Exercise set
a. In the forum post on computable sets of formulas, what does the poster say follows from $V \geq_m H$?
b. In the forum post on computable sets of formulas, why does the poster hold that $V$ is not computable? Answer in one to three sentences.
c. Repeat the part of the forum post on computable sets of formulas starting with "Give an example" and going on through "involve this theorem.".

Study text
I am struggling with the following two problems:
Suppose that $M$ is a structure with finite universe and finite alphabet. Show that the set of formulas $\{\varphi$ $\mid$ for every $M$-assignment $\nu$ of the variables, $(M,\nu) \models \varphi\}$ is computable.
Give an example of a finite language such that the set of formulas $\{\varphi$ $\mid$ for every finite structure $M$ which interprets that language and every $M$-assignment $\nu$ of the variables, $(M,\nu) \models \varphi\}$ is not computable.
Note that in the above problems, "$(M,\nu) \models \varphi$" is to be read as "$\varphi$ holds in $M$ when the variables of $\varphi$ are evaluated in $M$ according to $\nu$."
Now let $V:= \{\varphi \mid \varphi$ is a validity $\}$, where "A formula $\varphi$ is a validity" means "For all $(M,\nu)$, if $(M,\nu)$ interprets all the nonlogical symbols of $\varphi$, then $(M,\nu) \models \varphi$." I know that $V \geq_m H$ and therefore $V$ is not computable. The example sought by the second problem would seem to involve this theorem.
Unfortunately I can't see much further beyond this. Would anyone be so kind to share any hints or remarks that would help me begin to understand how to work towards a solution of these?
Thank you so much!

Available data
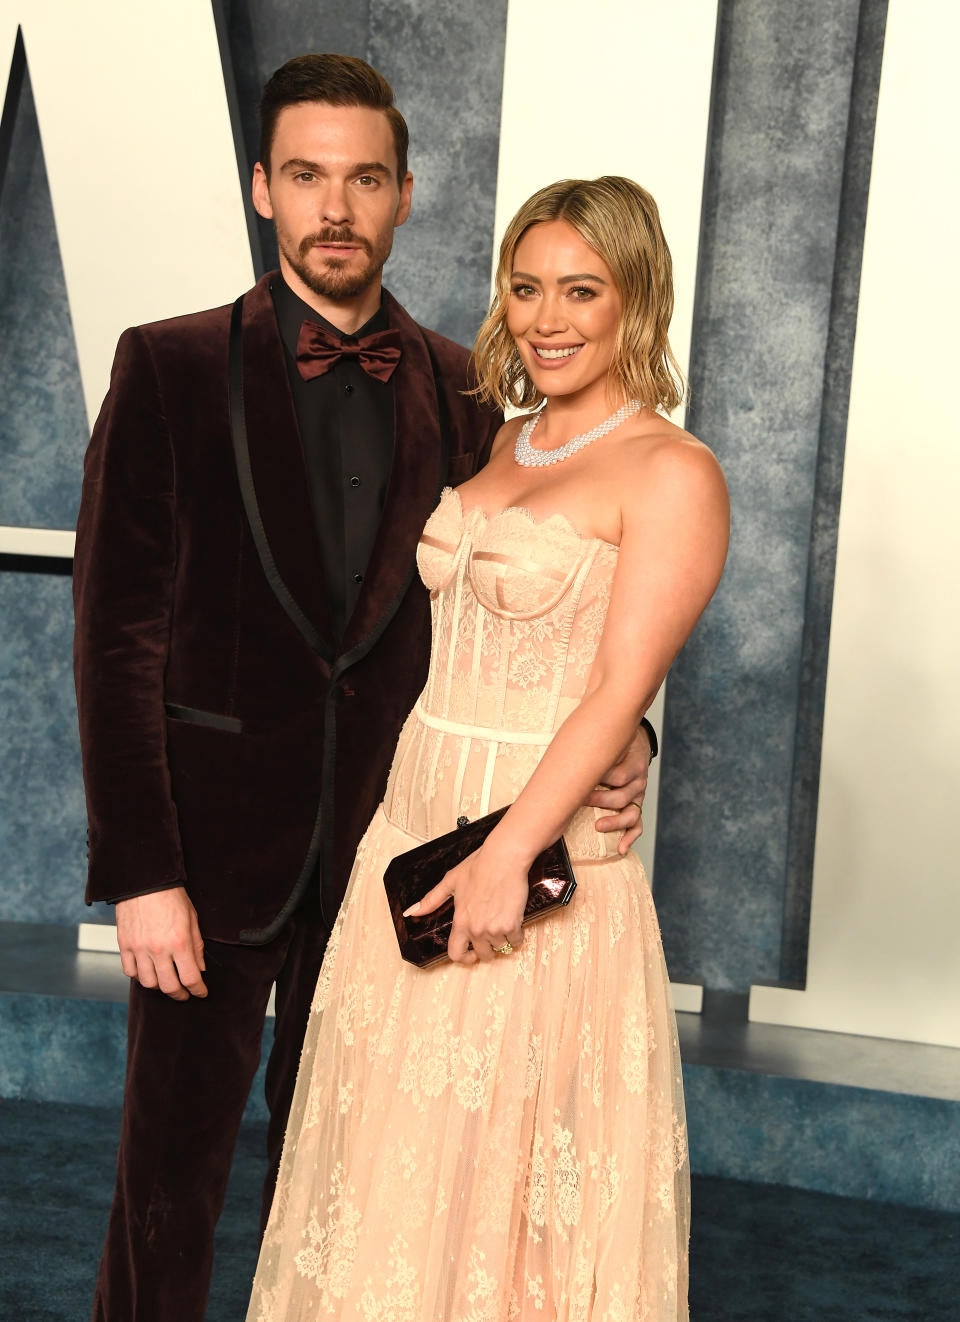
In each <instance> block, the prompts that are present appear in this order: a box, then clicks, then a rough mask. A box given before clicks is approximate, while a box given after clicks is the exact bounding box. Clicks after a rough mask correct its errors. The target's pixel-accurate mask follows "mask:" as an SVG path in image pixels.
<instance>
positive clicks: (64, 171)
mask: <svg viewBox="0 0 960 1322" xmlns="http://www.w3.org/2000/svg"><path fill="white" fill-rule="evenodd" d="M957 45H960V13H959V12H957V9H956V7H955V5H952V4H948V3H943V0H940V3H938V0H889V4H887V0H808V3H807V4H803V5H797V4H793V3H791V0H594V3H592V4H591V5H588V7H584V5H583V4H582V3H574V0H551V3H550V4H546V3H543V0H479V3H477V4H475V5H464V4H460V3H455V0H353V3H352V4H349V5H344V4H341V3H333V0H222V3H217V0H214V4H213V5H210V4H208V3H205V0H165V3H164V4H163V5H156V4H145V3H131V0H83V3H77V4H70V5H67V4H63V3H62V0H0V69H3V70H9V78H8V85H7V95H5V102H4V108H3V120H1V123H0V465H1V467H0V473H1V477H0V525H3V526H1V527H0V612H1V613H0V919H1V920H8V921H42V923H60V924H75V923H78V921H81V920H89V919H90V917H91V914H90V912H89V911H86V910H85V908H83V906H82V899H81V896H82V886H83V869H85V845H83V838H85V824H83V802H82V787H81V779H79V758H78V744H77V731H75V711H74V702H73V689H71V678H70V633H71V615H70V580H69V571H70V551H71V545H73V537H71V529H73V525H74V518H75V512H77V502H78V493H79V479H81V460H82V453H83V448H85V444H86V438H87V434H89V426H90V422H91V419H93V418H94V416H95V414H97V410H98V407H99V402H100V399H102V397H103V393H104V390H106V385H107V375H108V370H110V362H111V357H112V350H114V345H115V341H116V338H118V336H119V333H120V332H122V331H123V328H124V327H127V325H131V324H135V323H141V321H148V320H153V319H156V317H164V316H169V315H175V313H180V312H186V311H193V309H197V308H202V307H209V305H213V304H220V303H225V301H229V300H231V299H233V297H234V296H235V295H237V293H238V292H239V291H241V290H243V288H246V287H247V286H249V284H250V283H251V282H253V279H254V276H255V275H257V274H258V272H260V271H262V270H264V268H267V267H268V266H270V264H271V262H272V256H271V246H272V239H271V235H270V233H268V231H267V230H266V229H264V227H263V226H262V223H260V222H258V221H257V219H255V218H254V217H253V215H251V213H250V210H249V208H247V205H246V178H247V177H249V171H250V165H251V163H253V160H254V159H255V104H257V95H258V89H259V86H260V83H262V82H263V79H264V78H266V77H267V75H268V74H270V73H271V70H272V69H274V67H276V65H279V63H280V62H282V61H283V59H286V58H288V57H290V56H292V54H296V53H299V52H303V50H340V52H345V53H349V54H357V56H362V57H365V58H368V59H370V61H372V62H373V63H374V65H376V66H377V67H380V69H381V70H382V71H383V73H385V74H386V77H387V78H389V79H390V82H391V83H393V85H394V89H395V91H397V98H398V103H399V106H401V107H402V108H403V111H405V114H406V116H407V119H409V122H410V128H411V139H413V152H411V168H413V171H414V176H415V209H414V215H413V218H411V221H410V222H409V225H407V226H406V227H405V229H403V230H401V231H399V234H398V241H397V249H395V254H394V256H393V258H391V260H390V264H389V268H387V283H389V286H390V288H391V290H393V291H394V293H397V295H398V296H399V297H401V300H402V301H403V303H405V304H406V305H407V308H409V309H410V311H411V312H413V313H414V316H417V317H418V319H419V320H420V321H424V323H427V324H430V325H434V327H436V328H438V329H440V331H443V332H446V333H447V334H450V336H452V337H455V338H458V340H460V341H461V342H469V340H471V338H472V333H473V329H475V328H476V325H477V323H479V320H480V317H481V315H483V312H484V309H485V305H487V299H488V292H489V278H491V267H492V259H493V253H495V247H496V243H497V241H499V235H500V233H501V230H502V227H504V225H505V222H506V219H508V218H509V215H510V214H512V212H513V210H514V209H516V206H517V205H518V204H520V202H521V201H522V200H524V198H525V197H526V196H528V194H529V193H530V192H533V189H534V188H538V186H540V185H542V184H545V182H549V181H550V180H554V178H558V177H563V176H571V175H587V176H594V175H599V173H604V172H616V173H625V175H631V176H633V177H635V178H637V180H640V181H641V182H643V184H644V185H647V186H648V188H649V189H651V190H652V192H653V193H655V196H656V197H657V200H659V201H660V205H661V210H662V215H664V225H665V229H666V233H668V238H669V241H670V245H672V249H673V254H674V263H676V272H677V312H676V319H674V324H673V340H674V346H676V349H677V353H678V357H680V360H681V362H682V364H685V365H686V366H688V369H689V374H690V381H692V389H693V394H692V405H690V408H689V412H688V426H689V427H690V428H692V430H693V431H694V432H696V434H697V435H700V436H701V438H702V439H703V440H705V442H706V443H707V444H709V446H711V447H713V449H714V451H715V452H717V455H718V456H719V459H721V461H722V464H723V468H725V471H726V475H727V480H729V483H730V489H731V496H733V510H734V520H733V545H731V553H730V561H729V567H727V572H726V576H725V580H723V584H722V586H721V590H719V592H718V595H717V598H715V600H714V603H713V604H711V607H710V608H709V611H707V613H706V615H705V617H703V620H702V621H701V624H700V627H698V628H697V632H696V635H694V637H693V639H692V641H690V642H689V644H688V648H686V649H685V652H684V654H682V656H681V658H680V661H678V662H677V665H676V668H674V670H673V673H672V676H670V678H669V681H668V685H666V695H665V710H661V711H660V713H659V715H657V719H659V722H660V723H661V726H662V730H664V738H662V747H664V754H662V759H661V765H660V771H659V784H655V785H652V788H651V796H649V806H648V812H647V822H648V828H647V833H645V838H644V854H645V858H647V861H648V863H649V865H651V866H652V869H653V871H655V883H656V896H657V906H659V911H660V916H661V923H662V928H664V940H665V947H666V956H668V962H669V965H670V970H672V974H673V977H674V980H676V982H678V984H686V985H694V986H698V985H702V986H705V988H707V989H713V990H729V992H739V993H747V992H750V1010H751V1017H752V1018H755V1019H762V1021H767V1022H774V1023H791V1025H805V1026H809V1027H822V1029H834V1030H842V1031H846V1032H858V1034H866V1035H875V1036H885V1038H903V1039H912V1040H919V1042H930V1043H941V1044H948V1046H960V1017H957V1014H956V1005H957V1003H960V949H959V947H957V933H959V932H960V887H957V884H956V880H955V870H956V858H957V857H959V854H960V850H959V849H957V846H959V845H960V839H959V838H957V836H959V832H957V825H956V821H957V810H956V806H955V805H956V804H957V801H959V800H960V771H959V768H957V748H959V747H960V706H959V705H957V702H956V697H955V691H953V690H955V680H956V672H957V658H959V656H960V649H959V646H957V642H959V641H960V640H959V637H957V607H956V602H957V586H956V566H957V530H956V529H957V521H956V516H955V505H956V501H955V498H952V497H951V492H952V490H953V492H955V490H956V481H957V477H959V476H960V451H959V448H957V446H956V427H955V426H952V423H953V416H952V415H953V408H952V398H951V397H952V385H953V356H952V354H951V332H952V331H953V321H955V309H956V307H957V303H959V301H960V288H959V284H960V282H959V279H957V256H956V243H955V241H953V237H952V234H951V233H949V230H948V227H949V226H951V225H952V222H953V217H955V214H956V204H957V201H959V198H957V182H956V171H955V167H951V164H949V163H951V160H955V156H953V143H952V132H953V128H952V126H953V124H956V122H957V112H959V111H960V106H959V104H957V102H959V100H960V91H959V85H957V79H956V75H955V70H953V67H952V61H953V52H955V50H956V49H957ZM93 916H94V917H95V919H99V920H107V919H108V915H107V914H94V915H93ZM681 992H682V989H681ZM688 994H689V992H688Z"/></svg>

Exercise results
a. It follows that $V$ is not computable.

b. The poster knows that $V \geq_m H$, and from that fact concludes that $V$ is not computable.

c.
Give an example of a finite language such that the set of formulas $\{\varphi$ $\mid$ for every finite structure $M$ which interprets that language and every $M$-assignment $\nu$ of the variables, $(M,\nu) \models \varphi\}$ is not computable.
Note that in the above problems, "$(M,\nu) \models \varphi$" is to be read as "$\varphi$ holds in $M$ when the variables of $\varphi$ are evaluated in $M$ according to $\nu$."
Now let $V:= \{\varphi \mid \varphi$ is a validity $\}$, where "A formula $\varphi$ is a validity" means "For all $(M,\nu)$, if $(M,\nu)$ interprets all the nonlogical symbols of $\varphi$, then $(M,\nu) \models \varphi$." I know that $V \geq_m H$ and therefore $V$ is not computable. The example sought by the second problem would seem to involve this theorem.